◆ What to work on:
Collect every line in the material below that contains the string "mountain", and copy each such line unchanged.
-.-.-
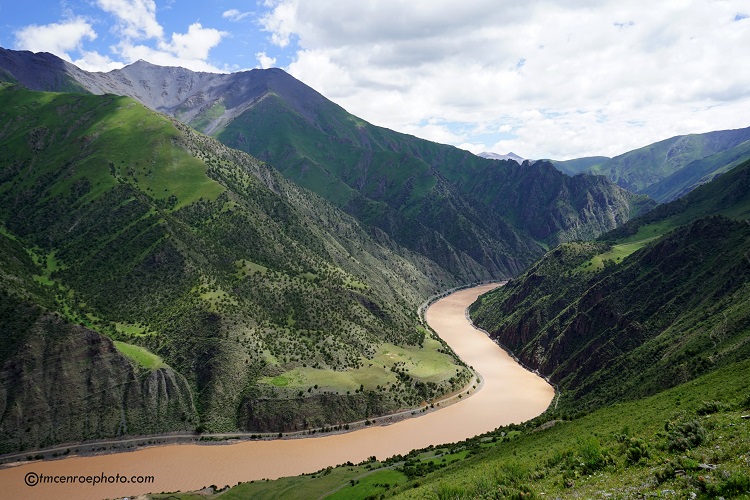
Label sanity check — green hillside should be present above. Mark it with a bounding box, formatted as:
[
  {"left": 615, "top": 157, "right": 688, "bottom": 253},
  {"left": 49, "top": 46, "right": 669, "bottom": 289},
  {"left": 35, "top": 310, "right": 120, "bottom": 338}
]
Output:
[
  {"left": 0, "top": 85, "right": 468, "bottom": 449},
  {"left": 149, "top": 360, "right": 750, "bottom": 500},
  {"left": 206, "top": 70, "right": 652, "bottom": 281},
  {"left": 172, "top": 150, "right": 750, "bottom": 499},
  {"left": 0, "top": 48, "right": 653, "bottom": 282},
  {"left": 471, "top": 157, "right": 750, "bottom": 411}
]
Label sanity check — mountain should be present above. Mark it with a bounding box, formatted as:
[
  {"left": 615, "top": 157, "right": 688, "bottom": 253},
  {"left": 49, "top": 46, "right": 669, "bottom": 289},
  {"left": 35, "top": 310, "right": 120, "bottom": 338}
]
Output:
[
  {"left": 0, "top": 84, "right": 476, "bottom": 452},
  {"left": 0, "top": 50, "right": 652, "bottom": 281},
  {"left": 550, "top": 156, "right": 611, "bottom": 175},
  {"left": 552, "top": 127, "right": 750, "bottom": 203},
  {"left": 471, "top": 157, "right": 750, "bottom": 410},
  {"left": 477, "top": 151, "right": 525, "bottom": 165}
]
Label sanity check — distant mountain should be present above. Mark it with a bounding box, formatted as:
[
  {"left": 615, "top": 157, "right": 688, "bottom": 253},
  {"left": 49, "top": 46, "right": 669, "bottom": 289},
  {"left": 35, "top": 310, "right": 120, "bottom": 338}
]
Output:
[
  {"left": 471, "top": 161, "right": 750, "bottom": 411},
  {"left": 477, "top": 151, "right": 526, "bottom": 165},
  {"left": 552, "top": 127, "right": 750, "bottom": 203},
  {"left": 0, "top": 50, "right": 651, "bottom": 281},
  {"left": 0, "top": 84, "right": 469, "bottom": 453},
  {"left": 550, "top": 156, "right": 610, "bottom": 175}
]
-.-.-
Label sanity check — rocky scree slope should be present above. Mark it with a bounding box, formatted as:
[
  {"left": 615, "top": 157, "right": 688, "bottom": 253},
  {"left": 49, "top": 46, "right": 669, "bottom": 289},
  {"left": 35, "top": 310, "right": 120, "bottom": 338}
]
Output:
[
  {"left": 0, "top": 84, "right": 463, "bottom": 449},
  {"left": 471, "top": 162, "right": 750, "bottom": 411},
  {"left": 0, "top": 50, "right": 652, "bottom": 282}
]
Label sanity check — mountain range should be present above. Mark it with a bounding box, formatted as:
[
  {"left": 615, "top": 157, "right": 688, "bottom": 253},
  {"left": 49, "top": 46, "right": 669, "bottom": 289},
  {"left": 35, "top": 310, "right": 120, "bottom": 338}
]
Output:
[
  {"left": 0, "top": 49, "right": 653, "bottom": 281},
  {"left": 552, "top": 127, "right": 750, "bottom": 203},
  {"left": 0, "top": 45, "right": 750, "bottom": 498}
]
-.-.-
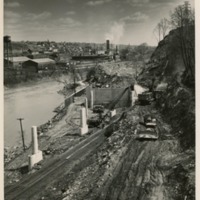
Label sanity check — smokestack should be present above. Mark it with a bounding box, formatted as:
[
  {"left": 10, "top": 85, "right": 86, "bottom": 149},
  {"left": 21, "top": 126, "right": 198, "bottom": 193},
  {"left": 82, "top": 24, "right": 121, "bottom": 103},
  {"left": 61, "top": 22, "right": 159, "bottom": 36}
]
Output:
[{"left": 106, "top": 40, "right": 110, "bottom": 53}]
-.-.-
◆ Response:
Label sanity check — mountain should be present above. Mark it with a bounding box, formatted as:
Label sanity check — distant mountain should be present above. Mark it with a bounding box, formatted as:
Label sanity check — mountain range should be present above. Mark it with a bounding box, formatted as:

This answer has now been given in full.